[Location annotation dataset excerpts]
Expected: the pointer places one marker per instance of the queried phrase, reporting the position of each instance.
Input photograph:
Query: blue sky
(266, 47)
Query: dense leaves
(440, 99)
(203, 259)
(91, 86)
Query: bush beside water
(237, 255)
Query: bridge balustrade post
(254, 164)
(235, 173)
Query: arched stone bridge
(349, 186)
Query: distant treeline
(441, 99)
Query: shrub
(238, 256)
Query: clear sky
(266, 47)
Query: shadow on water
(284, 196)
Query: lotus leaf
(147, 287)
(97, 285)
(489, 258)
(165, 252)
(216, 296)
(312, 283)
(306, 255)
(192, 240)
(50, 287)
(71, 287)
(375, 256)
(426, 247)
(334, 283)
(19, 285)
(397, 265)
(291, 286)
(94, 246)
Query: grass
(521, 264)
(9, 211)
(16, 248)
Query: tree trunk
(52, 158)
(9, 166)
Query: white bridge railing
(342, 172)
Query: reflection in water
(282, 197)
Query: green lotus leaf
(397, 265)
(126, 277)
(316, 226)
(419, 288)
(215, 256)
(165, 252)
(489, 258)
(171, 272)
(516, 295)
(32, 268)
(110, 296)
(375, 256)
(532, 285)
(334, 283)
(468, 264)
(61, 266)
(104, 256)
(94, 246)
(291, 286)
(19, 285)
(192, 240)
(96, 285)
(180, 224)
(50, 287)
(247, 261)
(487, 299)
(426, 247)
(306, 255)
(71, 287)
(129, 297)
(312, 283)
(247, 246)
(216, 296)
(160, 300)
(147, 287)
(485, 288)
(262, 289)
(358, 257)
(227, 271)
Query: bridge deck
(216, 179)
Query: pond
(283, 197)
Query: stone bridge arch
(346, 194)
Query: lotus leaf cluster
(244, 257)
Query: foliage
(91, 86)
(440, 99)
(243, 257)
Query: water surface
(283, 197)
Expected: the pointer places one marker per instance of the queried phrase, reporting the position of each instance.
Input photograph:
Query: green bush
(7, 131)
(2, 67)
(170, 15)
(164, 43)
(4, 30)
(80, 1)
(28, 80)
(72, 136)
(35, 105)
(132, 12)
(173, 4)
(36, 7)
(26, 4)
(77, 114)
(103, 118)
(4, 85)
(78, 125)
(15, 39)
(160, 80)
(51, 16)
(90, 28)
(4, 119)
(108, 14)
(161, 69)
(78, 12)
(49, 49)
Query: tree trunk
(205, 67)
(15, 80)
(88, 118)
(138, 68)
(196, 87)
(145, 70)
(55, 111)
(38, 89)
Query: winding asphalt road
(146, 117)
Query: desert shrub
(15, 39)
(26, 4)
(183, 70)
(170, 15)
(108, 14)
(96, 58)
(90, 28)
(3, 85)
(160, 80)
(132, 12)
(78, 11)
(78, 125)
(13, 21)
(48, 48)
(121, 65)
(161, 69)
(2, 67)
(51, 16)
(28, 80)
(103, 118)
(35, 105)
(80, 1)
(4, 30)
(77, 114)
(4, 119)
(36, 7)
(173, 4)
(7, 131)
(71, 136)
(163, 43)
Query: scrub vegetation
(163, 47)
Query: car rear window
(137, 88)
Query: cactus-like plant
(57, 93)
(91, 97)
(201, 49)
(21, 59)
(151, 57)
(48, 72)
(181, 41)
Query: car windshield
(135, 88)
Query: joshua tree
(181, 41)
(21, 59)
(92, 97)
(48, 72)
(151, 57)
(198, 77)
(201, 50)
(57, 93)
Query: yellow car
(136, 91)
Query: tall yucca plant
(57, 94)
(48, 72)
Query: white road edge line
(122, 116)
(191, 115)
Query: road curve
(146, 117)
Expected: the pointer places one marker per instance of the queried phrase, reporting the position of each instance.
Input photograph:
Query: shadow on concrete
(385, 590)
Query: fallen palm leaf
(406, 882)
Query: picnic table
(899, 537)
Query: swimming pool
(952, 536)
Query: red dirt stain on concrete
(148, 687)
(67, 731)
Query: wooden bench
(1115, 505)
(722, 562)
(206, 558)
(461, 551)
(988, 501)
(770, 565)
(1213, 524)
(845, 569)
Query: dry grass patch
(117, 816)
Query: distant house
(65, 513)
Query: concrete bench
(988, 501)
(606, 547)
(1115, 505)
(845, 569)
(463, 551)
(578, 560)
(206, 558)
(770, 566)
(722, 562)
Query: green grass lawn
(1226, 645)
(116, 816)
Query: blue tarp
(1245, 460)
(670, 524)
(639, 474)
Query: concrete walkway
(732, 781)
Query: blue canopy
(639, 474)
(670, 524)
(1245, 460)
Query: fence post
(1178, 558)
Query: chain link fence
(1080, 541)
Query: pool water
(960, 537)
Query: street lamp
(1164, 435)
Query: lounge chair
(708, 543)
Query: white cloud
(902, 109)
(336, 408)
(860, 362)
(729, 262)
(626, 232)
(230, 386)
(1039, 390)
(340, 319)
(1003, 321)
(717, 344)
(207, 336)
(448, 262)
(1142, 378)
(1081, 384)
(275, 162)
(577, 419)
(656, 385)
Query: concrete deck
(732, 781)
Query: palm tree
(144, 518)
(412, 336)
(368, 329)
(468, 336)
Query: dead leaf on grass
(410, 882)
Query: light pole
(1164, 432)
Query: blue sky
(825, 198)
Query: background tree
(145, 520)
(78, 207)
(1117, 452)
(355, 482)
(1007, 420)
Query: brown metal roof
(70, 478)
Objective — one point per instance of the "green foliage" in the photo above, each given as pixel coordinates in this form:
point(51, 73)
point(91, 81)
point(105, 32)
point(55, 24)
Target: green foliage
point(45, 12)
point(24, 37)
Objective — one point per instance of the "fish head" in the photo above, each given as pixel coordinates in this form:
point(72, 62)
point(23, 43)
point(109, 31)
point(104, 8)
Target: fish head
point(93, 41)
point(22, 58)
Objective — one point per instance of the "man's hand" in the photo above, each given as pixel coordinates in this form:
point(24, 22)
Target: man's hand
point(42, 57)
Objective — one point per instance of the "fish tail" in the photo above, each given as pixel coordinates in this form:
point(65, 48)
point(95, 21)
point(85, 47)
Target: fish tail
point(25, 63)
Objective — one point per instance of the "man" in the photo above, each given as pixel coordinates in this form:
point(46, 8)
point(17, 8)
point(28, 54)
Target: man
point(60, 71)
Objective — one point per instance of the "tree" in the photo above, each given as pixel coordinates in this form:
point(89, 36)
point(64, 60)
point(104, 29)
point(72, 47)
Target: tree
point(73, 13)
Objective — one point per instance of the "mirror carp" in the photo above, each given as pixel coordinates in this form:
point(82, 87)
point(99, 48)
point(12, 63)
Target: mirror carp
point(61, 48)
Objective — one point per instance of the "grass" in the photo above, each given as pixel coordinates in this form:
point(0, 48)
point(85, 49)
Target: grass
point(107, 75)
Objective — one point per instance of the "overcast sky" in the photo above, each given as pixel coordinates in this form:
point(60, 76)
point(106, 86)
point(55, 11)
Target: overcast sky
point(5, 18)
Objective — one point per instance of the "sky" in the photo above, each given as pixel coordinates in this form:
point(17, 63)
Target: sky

▶ **TASK TO CARRY OUT**
All of the data shown above must be copied exactly.

▶ **WORKED ANSWER**
Expected: the pointer places one marker per instance of the queried phrase, reporting the position of each instance.
Input photograph:
Query: blue sky
(266, 47)
Query: dense leaves
(440, 99)
(203, 259)
(91, 86)
Query: bush beside water
(237, 255)
Query: bridge balustrade post
(254, 164)
(235, 173)
Query: arched stone bridge
(349, 186)
Query: distant treeline
(441, 99)
Query: shrub
(238, 256)
Query: clear sky
(266, 47)
Query: shadow on water
(284, 196)
Query: lotus leaf
(147, 287)
(97, 285)
(489, 258)
(165, 252)
(216, 296)
(312, 283)
(306, 255)
(192, 240)
(50, 287)
(71, 287)
(375, 256)
(426, 247)
(334, 283)
(19, 285)
(397, 265)
(291, 286)
(94, 246)
Query: grass
(521, 264)
(9, 211)
(16, 248)
Query: tree trunk
(52, 158)
(9, 166)
Query: white bridge railing
(342, 172)
Query: reflection in water
(282, 197)
Query: green lotus leaf
(397, 265)
(126, 277)
(316, 226)
(419, 288)
(215, 256)
(165, 252)
(489, 258)
(171, 272)
(516, 295)
(32, 268)
(110, 296)
(375, 256)
(532, 285)
(334, 283)
(468, 264)
(61, 266)
(104, 256)
(94, 246)
(291, 286)
(19, 285)
(192, 240)
(96, 285)
(180, 224)
(50, 287)
(247, 261)
(487, 299)
(426, 247)
(306, 255)
(71, 287)
(129, 297)
(312, 283)
(247, 246)
(216, 296)
(160, 300)
(147, 287)
(485, 288)
(262, 289)
(358, 257)
(227, 271)
Query: bridge deck
(216, 179)
Query: pond
(283, 197)
Query: stone bridge arch
(346, 194)
Query: lotus leaf cluster
(244, 257)
Query: foliage
(91, 86)
(440, 99)
(243, 257)
Query: water surface
(283, 197)
Expected: the pointer places one marker per instance of the queried phrase, reporting the position of each instance.
Input photograph:
Query: green bush
(7, 131)
(2, 67)
(170, 15)
(164, 43)
(4, 30)
(80, 1)
(28, 80)
(72, 136)
(35, 105)
(132, 12)
(173, 4)
(36, 7)
(26, 4)
(77, 114)
(103, 118)
(4, 85)
(78, 125)
(15, 39)
(160, 80)
(51, 16)
(90, 28)
(4, 119)
(108, 14)
(161, 69)
(78, 12)
(49, 49)
Query: tree trunk
(205, 67)
(15, 80)
(88, 118)
(138, 68)
(196, 87)
(145, 70)
(55, 111)
(38, 89)
Query: winding asphalt road
(146, 117)
Query: desert shrub
(15, 39)
(26, 4)
(183, 70)
(170, 15)
(108, 14)
(96, 58)
(90, 28)
(3, 85)
(160, 80)
(132, 12)
(78, 11)
(78, 125)
(13, 21)
(48, 48)
(121, 65)
(161, 69)
(2, 67)
(51, 16)
(28, 80)
(103, 118)
(35, 105)
(80, 1)
(4, 30)
(77, 114)
(4, 119)
(36, 7)
(173, 4)
(7, 131)
(71, 136)
(163, 43)
Query: scrub vegetation
(163, 47)
Query: car rear window
(137, 88)
Query: cactus-like plant
(57, 93)
(91, 97)
(201, 49)
(21, 59)
(151, 57)
(48, 72)
(181, 41)
Query: car windshield
(135, 88)
Query: joshua tree
(181, 41)
(21, 59)
(92, 97)
(48, 72)
(151, 57)
(198, 77)
(201, 50)
(57, 93)
Query: yellow car
(136, 91)
Query: tall yucca plant
(57, 94)
(48, 72)
Query: white road edge line
(122, 116)
(191, 115)
Query: road curve
(146, 117)
Expected: the pointer places one marker per instance of the queried phrase, reporting the position of each instance.
Input photograph:
Query: shadow on concrete
(385, 590)
Query: fallen palm leaf
(406, 882)
Query: picnic table
(899, 537)
Query: swimming pool
(952, 536)
Query: red dirt stain on concrete
(148, 687)
(67, 731)
Query: wooden bench
(1115, 505)
(722, 562)
(206, 558)
(461, 551)
(988, 501)
(770, 565)
(1213, 524)
(845, 569)
Query: dry grass patch
(117, 816)
Query: distant house
(65, 513)
Query: concrete bench
(988, 501)
(606, 547)
(1115, 505)
(845, 569)
(463, 551)
(578, 560)
(206, 558)
(770, 566)
(722, 562)
Query: green grass lawn
(1226, 645)
(116, 816)
Query: blue tarp
(1245, 460)
(670, 524)
(639, 474)
Query: concrete walkway
(732, 781)
Query: blue canopy
(639, 474)
(670, 524)
(1245, 460)
Query: fence post
(1178, 558)
Query: chain link fence
(1080, 541)
Query: pool water
(960, 537)
Query: street lamp
(1164, 435)
Query: lounge chair
(708, 543)
Query: white cloud
(902, 109)
(336, 408)
(860, 362)
(729, 262)
(626, 232)
(230, 386)
(1039, 390)
(340, 319)
(1003, 321)
(717, 344)
(207, 336)
(448, 262)
(1142, 378)
(1081, 384)
(275, 162)
(577, 419)
(656, 385)
Query: concrete deck
(732, 781)
Query: palm tree
(144, 518)
(412, 336)
(368, 329)
(468, 336)
Query: dead leaf on grass
(410, 882)
Query: light pole
(1164, 432)
Query: blue sky
(825, 198)
Query: background tree
(145, 520)
(78, 207)
(1117, 452)
(355, 482)
(1007, 420)
Query: brown metal roof
(70, 478)
Objective — one point per instance of the "green foliage" in the photo above, each given as pixel coordinates in this form:
point(51, 73)
point(91, 81)
point(105, 32)
point(55, 24)
Target: green foliage
point(45, 12)
point(24, 37)
Objective — one point per instance of the "fish head" in the photo above, each given as pixel coordinates in this form:
point(72, 62)
point(23, 43)
point(109, 31)
point(104, 8)
Target: fish head
point(93, 41)
point(22, 58)
Objective — one point per instance of the "man's hand" in the photo above, each given as pixel coordinates in this form:
point(24, 22)
Target: man's hand
point(42, 57)
Objective — one point per instance of the "fish tail" in the photo above, each given as pixel coordinates in this form:
point(65, 48)
point(95, 21)
point(85, 47)
Target: fish tail
point(25, 63)
Objective — one point per instance of the "man" in the photo above, each given as pixel coordinates in this form:
point(46, 8)
point(17, 8)
point(28, 54)
Target: man
point(60, 71)
Objective — one point per instance of the "tree" in the photo above, each given as pixel coordinates in this form:
point(89, 36)
point(64, 60)
point(104, 29)
point(72, 47)
Target: tree
point(73, 13)
Objective — one point per instance of the "mirror carp" in the photo above, each given as pixel coordinates in this form:
point(82, 87)
point(99, 48)
point(12, 63)
Target: mirror carp
point(61, 48)
Objective — one point per instance of the "grass" in the photo above, each given as pixel coordinates in this form:
point(0, 48)
point(85, 49)
Target: grass
point(107, 75)
Objective — one point per instance of the "overcast sky" in the photo above, each given as pixel coordinates in this form:
point(60, 76)
point(106, 86)
point(55, 11)
Target: overcast sky
point(5, 18)
Objective — one point per instance of the "sky" in the photo above, each given as pixel coordinates in this form:
point(17, 63)
Target: sky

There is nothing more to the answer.